Rewrite the material below with every "wheel arch" swapped for "wheel well". Leave everything else unchanged.

• • • •

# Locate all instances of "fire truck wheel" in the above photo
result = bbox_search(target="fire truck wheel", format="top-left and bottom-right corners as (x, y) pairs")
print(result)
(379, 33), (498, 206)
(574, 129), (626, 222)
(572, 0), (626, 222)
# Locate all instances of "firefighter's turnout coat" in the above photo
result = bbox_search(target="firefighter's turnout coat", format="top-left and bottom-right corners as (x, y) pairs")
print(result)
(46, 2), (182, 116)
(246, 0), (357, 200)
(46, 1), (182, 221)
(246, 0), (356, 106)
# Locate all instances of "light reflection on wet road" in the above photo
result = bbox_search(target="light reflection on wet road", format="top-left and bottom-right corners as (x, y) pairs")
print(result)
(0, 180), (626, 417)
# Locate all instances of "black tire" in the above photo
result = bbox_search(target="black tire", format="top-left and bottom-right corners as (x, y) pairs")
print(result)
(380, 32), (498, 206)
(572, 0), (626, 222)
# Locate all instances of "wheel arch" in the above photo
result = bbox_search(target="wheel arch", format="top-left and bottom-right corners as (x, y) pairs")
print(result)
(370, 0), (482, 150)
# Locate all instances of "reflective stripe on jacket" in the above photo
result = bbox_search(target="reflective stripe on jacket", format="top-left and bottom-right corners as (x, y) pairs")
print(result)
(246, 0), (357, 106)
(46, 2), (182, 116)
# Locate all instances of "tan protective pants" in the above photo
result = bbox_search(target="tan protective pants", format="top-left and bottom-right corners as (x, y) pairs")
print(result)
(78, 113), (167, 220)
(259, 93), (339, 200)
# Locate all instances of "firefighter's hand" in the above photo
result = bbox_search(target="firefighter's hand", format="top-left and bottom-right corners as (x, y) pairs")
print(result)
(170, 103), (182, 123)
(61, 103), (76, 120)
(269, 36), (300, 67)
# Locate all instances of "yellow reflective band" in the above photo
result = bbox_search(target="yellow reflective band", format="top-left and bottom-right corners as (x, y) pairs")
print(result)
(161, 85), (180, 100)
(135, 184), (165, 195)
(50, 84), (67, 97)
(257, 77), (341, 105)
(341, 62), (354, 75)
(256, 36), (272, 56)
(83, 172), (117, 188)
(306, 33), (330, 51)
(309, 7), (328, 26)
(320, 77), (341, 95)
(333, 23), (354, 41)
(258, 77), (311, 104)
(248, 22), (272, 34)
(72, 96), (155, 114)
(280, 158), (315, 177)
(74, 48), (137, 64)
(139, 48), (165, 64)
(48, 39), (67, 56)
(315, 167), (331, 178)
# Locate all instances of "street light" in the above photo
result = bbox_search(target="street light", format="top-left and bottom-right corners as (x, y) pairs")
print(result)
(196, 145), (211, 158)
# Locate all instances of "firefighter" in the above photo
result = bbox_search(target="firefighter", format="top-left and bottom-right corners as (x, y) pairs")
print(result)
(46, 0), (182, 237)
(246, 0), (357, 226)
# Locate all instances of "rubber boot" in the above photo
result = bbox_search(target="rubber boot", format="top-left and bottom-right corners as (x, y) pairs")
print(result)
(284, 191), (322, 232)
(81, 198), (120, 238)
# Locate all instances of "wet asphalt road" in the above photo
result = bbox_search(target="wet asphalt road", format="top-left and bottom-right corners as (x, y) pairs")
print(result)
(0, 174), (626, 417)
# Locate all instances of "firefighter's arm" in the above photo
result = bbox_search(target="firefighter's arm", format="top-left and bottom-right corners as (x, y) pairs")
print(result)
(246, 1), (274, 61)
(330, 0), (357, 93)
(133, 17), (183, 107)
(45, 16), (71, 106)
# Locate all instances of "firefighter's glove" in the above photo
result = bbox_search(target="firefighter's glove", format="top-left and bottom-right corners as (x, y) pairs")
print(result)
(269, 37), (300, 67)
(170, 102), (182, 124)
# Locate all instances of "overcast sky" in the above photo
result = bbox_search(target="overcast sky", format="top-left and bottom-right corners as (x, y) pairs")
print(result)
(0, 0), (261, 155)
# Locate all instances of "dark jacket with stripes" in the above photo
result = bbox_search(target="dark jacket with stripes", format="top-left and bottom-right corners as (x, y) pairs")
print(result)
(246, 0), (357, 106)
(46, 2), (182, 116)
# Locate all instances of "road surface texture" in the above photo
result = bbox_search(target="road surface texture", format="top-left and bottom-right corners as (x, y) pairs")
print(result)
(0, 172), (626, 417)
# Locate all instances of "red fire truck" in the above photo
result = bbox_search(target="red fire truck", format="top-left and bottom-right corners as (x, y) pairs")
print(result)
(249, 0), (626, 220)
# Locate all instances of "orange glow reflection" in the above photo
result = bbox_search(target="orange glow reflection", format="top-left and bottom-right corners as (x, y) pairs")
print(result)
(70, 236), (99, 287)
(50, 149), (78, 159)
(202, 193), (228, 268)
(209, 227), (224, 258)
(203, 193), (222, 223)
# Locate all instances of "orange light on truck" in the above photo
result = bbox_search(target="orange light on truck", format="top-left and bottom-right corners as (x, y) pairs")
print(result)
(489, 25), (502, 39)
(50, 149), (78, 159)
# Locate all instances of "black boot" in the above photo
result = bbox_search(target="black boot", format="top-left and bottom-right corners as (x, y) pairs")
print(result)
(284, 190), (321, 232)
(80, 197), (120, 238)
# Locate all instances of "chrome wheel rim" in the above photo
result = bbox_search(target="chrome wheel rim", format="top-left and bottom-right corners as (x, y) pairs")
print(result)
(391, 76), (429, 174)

• • • •

→ **WRITTEN REPLY**
# Locate all instances of "fire truck wheel" in the above photo
result = bbox_search(target="fire truck wheel", format="top-left and bottom-right corners as (x, y) pairs")
print(result)
(379, 33), (498, 206)
(574, 129), (626, 222)
(572, 0), (626, 222)
# Locate all instances of "firefighter's turnout coat" in the above photo
result = bbox_search(target="firefighter's turnout coat", format="top-left and bottom-right corners as (x, y) pairs")
print(result)
(46, 2), (182, 116)
(246, 0), (357, 200)
(46, 1), (182, 221)
(246, 0), (356, 106)
# Locate all instances of "light reflection on wet road" in the above photo
result = bbox_search(target="light reflection on wet road", format="top-left and bottom-right corners as (x, y) pairs")
print(result)
(0, 180), (626, 417)
# Locate all instances of "black tire" in the above photo
result = bbox_search(target="black tire", format="top-left and bottom-right corners as (x, y) pairs")
print(result)
(380, 32), (498, 206)
(572, 0), (626, 222)
# Locate all instances of "wheel well" in the above photo
result = bbox_search(target="wheel well", format="top-left and bottom-right corners as (x, y) pairs")
print(result)
(370, 0), (482, 150)
# Locate all instances of "reflective stripe on jacket" in the above photo
result = bbox_search(target="reflective stripe on jacket", format="top-left and bottom-right corners as (x, y) pairs")
print(result)
(246, 0), (357, 106)
(46, 2), (182, 116)
# Locate all instances of "tan protective pants" in the above photo
result = bbox_search(target="tan protective pants", format="top-left and bottom-right corners as (x, y) pairs")
print(result)
(78, 113), (167, 220)
(259, 93), (339, 200)
# Locate all instances of "firefighter's hand" in the above photo
result = bbox_search(target="firefighter's hand", format="top-left and bottom-right corners as (x, y) pairs")
print(result)
(170, 103), (182, 123)
(61, 103), (76, 120)
(269, 36), (300, 67)
# Locate all instances of "yellow reflective band" in the above photo
result = bbox_search(target="yellow reflective band", format="top-left and bottom-right corners as (x, y) pairs")
print(result)
(161, 85), (180, 100)
(135, 184), (165, 195)
(50, 84), (67, 97)
(257, 77), (341, 105)
(341, 62), (354, 75)
(256, 36), (272, 56)
(83, 172), (117, 188)
(306, 33), (330, 51)
(309, 7), (328, 26)
(320, 77), (341, 95)
(333, 23), (354, 41)
(258, 77), (311, 104)
(248, 22), (272, 34)
(72, 96), (155, 114)
(280, 158), (315, 177)
(74, 48), (137, 64)
(139, 48), (165, 64)
(48, 39), (67, 56)
(315, 167), (331, 178)
# Locate all instances of "street light" in the above photo
result = bbox_search(target="street light", format="top-left and bottom-right corners as (x, y) pairs")
print(result)
(196, 145), (211, 158)
# Locate all instances of "firefighter" in the above photo
result = bbox_search(target="firefighter", format="top-left and bottom-right corners as (x, y) pairs")
print(result)
(46, 0), (182, 237)
(246, 0), (357, 226)
# Locate all instances of "rubber boot" in the above photo
result = bbox_search(target="rubber boot", format="top-left and bottom-right corners as (x, y) pairs")
print(result)
(284, 191), (322, 232)
(81, 198), (120, 238)
# Locate all instances of "wet asphalt road" in the above photo
result = bbox_search(target="wet asphalt road", format="top-left and bottom-right corners as (x, y) pairs")
print(result)
(0, 174), (626, 417)
# Locate all instances of "firefighter's arm" in the above photo
result = bbox_search(target="firefighter's arm", format="top-left and bottom-right corners as (x, y) pairs")
print(result)
(246, 1), (274, 61)
(330, 0), (357, 93)
(133, 17), (183, 107)
(45, 16), (71, 106)
# Locate all instances of "firefighter's glove" in the above photo
result = bbox_search(target="firefighter's glove", format="top-left and bottom-right corners as (x, y) pairs")
print(result)
(269, 37), (300, 67)
(170, 102), (182, 124)
# Locate all instances of "overcast sky" in the above photo
result = bbox_search(target="overcast sky", format="top-left and bottom-right corners as (x, y) pairs")
print(result)
(0, 0), (261, 155)
# Locate all instances of "dark jacket with stripes" in the above photo
result = bbox_search(target="dark jacket with stripes", format="top-left and bottom-right corners as (x, y) pairs")
print(result)
(246, 0), (357, 106)
(46, 2), (182, 116)
# Locate all instances of "road surface texture" in the above photo
result = bbox_search(target="road surface texture", format="top-left and bottom-right corners as (x, y) pairs")
print(result)
(0, 172), (626, 417)
# Locate all instances of "red fire truck" in the above photo
result = bbox_search(target="red fire truck", format="top-left and bottom-right corners as (x, y) pairs")
print(result)
(249, 0), (626, 220)
# Locate all instances of "orange glow reflection" in the above photo
result = bbox_search(target="orange glow reflection", format="top-left and bottom-right corners as (x, y) pairs")
print(result)
(70, 236), (99, 287)
(50, 149), (78, 159)
(202, 193), (228, 268)
(209, 227), (224, 258)
(203, 193), (222, 223)
# Locate all instances of "orange light on truck" in the above photo
result = bbox_search(target="orange light on truck", format="top-left and bottom-right corners as (x, y) pairs")
print(result)
(489, 25), (502, 39)
(50, 149), (78, 159)
# Locate all instances of "black boot" in the above photo
result = bbox_search(target="black boot", format="top-left and bottom-right corners as (x, y) pairs")
print(result)
(284, 190), (321, 232)
(80, 197), (120, 238)
# Locate all instances of "chrome wheel rim" in the above photo
result = bbox_search(target="chrome wheel rim", format="top-left and bottom-right corners as (x, y) pairs")
print(result)
(391, 76), (429, 174)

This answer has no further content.